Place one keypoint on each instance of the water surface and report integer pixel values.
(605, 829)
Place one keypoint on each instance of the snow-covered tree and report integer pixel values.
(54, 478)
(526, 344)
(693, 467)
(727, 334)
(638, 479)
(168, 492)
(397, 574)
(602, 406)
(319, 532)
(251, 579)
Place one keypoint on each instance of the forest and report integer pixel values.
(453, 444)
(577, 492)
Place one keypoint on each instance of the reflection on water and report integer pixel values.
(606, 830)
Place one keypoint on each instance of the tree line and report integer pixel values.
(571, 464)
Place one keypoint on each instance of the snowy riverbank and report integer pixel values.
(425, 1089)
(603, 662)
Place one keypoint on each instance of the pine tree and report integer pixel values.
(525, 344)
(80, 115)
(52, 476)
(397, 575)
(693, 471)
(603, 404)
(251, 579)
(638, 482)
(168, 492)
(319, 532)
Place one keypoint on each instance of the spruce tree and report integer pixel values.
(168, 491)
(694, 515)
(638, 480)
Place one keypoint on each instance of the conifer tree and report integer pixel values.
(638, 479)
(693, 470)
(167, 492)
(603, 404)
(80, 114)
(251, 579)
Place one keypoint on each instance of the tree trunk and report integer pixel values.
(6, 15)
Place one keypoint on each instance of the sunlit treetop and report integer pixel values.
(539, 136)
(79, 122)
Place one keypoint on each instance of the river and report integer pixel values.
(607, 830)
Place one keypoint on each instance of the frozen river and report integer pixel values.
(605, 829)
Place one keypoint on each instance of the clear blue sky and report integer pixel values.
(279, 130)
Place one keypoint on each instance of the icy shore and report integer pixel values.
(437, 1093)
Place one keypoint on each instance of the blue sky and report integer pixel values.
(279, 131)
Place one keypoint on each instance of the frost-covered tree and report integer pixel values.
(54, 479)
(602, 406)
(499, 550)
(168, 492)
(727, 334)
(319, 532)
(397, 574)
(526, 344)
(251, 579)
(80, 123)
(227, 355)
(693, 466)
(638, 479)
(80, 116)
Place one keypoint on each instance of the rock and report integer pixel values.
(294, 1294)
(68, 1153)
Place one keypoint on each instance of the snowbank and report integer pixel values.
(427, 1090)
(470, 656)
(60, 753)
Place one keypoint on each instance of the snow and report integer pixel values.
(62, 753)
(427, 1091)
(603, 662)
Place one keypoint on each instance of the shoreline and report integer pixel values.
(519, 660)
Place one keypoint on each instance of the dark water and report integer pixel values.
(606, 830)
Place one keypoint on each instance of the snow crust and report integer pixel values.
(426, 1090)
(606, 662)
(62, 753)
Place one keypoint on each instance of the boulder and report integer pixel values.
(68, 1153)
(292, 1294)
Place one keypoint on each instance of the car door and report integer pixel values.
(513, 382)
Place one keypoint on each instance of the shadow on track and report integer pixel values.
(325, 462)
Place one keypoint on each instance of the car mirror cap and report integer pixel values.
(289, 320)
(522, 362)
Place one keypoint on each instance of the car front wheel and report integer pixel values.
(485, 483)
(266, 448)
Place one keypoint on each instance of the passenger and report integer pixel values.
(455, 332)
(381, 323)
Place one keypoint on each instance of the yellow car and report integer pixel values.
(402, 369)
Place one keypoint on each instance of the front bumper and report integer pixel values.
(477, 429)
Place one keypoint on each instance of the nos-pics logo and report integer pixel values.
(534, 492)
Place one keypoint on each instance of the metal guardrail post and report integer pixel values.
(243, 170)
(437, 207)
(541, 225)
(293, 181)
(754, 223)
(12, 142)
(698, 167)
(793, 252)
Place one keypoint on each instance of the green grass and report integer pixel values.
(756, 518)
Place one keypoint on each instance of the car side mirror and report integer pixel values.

• [What is expected]:
The answer must be the lines from the one containing "Place one keypoint on each instance of the yellow" through the last line of the records, copied exactly, with nothing else.

• [Answer to this exercise]:
Place one keypoint on each instance of the yellow car and report integer pixel values.
(402, 369)
Place one keypoint on each instance of the front bumper and report integer pixel values.
(477, 429)
Place one keypoint on each instance of the nos-pics logo and report integer pixel values.
(534, 492)
Place one keypoint on each instance of the metal guardrail post and report integer pixel values.
(243, 170)
(437, 207)
(541, 225)
(293, 181)
(754, 223)
(12, 142)
(698, 167)
(793, 252)
Place one keypoint on each instance of the green grass and report integer pixel values.
(756, 518)
Place one keypoint on each instance of the car side mirror and report integer pixel values.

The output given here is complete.